THE PROBLEM. Rewrite the data below with each "intersection camera" changed to "roadside camera" and everything else left as it is. Omit the pictures from your version.

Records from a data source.
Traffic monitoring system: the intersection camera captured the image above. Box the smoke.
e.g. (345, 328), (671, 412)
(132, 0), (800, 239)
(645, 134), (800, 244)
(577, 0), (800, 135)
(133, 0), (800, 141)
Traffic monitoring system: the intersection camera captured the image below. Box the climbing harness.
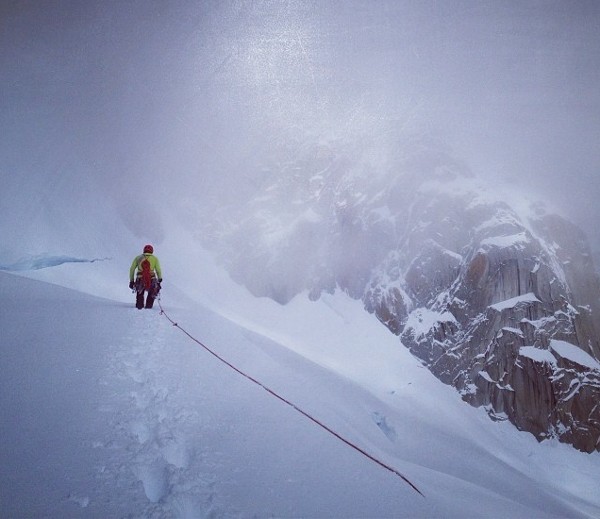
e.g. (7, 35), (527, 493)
(157, 296), (425, 497)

TASK SOLUTION.
Traffic monitoring system: the roadside camera captured the image above. Box the smoke.
e.g. (345, 328), (671, 412)
(132, 0), (800, 239)
(645, 134), (800, 244)
(577, 0), (800, 135)
(133, 0), (800, 141)
Traffic monitoring system: the roadside camera captured the image below. Box the climbing harness.
e.g. (7, 35), (527, 493)
(157, 296), (425, 497)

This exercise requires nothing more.